*Excerpted text*:

- - - -

Executives are making brutal cuts, boards are demanding profitability, and UX is seen as a nice-to-have or worse, as the team slowing the products down.
Why? Because most UX leaders still can't connect their work to the metrics CEOs and boards actually care about. While we're locked in virtual conference rooms debating design systems and user journey maps, executives are staring at revenue projections, retention curves, and operational efficiency. The gap between what we measure and what matters to the people signing checks is the reason half your team got laid off last quarter.
UX is struggling because we keep insisting it's valuable without proving it in the language of the business: dollars, growth, and competitive advantage. It's time UX (design and research) leaders fight for their seat at the table. To make companies stand up and take notice that their work is not only essential to success, but they can prove it with data and results.



Connecting UX Work to Business Outcomes
UX people like structure, and so with that in mind, I will turn this into a 4-step framework that you can follow to start seeing results.

- - - -

(Pointing and labeling entries)

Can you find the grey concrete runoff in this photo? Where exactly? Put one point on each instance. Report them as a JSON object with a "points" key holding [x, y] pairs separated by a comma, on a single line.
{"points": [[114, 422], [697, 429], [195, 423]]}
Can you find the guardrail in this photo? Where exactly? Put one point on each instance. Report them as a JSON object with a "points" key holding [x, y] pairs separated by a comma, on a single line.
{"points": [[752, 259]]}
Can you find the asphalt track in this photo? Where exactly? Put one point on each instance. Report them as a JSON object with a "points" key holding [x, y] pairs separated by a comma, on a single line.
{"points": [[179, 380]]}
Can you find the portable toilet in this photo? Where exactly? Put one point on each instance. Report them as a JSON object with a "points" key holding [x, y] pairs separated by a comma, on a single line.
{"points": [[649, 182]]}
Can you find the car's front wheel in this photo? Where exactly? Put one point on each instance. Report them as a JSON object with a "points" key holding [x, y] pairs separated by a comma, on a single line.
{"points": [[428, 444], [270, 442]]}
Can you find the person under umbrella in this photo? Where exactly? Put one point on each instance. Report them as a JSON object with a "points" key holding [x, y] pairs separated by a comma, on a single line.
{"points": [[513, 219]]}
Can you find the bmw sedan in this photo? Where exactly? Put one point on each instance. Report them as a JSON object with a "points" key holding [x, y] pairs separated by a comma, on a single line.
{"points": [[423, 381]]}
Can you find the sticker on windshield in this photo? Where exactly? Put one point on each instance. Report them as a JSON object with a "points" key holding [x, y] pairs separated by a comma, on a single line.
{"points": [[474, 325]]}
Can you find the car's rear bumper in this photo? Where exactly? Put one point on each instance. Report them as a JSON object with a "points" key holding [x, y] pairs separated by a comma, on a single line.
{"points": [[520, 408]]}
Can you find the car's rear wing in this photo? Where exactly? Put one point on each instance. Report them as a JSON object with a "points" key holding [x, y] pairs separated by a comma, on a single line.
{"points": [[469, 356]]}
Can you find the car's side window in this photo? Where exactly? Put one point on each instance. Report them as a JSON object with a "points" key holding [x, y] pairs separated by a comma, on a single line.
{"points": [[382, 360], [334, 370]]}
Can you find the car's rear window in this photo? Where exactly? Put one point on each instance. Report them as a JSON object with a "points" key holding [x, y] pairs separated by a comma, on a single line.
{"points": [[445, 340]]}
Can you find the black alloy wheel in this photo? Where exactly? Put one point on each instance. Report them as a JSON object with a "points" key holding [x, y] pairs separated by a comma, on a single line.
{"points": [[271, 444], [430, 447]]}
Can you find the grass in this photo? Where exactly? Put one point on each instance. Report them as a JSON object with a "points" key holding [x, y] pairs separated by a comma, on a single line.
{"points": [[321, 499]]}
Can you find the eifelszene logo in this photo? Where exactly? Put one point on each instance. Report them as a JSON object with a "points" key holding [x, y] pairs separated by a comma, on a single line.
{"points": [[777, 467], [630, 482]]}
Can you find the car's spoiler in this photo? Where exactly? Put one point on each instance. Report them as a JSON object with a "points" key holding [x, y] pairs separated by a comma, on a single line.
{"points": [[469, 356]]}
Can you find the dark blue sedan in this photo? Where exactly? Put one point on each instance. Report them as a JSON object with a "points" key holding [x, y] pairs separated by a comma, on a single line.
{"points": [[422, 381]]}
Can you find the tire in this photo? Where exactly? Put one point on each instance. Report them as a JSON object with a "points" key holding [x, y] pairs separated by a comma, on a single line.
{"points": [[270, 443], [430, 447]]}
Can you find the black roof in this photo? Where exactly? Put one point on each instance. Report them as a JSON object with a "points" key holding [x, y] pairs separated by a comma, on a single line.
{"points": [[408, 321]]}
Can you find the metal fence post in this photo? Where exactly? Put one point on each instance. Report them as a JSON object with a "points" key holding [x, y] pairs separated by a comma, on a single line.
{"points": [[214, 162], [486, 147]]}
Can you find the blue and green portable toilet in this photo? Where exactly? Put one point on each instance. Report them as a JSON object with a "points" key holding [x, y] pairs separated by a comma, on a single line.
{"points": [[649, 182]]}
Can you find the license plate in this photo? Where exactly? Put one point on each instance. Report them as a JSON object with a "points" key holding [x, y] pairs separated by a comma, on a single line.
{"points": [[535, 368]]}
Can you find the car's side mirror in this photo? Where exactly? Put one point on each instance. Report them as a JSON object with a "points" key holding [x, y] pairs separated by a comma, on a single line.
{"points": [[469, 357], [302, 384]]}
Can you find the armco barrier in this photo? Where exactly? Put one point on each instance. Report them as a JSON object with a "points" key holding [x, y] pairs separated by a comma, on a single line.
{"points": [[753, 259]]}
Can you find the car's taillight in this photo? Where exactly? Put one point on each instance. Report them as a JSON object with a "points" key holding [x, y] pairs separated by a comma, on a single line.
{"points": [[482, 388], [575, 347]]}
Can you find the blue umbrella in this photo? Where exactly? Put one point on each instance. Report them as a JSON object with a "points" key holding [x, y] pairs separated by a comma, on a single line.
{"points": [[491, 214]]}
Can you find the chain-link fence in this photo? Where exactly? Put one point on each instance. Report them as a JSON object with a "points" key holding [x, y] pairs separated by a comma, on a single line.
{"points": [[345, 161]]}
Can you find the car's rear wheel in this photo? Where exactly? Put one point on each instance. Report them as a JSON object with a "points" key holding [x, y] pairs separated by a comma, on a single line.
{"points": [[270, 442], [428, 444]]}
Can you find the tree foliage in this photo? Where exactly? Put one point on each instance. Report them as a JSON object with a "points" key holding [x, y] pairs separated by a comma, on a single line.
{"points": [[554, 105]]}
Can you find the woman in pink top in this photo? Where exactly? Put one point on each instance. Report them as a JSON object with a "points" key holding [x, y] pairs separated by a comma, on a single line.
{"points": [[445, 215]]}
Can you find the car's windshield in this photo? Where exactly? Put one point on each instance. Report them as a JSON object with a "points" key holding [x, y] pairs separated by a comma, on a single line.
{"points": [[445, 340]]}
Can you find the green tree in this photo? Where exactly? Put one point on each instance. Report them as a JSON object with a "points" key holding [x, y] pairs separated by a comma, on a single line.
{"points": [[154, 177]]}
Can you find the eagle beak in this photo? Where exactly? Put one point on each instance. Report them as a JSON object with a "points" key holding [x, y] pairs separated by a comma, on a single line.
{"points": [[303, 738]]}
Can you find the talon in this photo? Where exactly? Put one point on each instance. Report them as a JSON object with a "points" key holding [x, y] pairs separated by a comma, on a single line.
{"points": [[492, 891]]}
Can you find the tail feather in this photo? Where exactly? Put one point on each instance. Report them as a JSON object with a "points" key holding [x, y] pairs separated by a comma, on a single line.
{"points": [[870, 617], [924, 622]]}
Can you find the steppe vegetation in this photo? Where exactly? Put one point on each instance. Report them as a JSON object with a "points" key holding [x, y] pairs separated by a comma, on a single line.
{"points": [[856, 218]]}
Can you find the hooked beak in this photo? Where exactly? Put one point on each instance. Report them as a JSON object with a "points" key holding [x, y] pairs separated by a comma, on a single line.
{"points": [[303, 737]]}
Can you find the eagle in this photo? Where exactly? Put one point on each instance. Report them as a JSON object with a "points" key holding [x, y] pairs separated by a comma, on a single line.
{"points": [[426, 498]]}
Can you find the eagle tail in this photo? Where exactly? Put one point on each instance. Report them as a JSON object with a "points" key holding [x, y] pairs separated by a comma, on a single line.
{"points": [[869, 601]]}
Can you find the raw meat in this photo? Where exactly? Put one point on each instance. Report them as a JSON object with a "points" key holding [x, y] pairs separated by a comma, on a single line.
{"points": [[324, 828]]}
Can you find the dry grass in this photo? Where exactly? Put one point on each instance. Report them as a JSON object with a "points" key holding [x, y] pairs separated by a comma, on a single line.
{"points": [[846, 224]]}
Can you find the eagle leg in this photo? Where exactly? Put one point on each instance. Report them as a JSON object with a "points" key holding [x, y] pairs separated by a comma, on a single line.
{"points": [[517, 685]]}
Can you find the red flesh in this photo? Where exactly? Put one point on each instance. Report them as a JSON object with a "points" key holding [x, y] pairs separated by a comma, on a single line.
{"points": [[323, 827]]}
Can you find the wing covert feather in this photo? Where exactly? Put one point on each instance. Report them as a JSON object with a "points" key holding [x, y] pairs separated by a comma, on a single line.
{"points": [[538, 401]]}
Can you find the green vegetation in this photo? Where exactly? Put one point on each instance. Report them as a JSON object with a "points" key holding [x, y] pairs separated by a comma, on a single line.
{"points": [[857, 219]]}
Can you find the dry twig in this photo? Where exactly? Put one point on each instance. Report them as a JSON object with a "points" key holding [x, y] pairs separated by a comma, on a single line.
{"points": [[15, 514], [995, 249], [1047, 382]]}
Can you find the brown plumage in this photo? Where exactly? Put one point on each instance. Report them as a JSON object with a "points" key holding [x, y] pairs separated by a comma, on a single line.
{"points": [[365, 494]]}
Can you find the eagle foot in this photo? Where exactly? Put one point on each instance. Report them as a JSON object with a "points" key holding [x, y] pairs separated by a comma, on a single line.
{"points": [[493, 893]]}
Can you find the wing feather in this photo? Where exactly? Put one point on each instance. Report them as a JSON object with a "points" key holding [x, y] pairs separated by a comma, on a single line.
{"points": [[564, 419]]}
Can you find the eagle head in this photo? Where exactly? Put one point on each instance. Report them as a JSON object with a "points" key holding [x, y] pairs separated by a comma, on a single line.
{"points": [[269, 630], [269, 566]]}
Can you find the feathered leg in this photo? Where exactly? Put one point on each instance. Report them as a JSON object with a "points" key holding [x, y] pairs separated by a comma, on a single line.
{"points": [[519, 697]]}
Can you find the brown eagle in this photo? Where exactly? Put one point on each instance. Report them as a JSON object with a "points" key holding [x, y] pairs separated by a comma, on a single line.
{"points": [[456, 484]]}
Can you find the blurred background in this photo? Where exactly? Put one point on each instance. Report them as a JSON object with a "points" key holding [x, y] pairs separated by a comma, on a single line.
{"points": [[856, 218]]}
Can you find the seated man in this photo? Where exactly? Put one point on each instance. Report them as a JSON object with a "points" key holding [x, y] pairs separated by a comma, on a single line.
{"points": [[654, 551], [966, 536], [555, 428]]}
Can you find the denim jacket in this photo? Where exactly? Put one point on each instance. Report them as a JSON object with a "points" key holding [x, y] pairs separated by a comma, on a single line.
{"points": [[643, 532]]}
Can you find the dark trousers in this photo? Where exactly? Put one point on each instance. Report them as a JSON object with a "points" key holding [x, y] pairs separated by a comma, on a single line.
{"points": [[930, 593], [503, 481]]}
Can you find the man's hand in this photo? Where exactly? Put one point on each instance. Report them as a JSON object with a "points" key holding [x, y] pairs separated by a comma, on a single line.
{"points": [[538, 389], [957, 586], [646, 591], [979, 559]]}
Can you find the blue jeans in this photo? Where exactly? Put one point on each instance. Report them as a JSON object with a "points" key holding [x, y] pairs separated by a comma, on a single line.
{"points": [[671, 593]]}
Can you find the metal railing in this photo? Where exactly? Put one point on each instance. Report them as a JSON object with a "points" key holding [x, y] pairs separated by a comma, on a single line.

- - - -

*Your tasks*:
**1.** Answer these questions using the text on UX and business outcomes:
(a) What three things are executives described as staring at?
(b) What three terms make up "the language of the business"?
(c) How many steps does the promised framework have?
**2.** Extend the text on UX and business outcomes, starting right after its final sentence.

*The replies*:
**1.**
(a) Revenue projections, retention curves, and operational efficiency.
(b) Dollars, growth, and competitive advantage.
(c) Four.

**2.**
Step One: Identify the Business Metrics that Matter
I'm aware that the answer here depends on who you ask in your organization, but if your company is structured correctly, they should have yearly OKRs and goals…
I can hear the stifled sighs already.
So maybe those goals are nothing more than we need to make more money and to keep the board happy. You need to work with what is put in front of you. Let's start looking at the metrics you can impact.
Revenue Metrics: Conversion Rate, Avg Order Value, Revenue Per User
Retention Metrics: Churn Rate, Customer Lifetime Value (CLTV), Repeat Purchase Rate
Efficiency Metrics: Support Tickets, Time to Task Completion, Operational Costs
Growth Metrics: Activation rates, Feature Adoption, Referral Rates
What You Do Right Now
Schedule 30 minutes with your CFO or finance lead. Walk in and ask: "What are the top 3-5 metrics you report to the board?" Write them down. Then map every UX initiative on your roadmap to at least one of those metrics. If you can't map it, kill the initiative or redesign it until you can.
When they ask why you need this information, and they will, tell them the truth: UX wants to stop being a cost center and start being a revenue driver. Back it up with Nielsen Norman Group data showing 75% average improvement in KPIs after UX redesigns. Tell them research proves a direct connection between UX metrics and business outcomes. Don't ask permission. Don't wait for someone to invite you. Get the data because your job could depend on it down the line.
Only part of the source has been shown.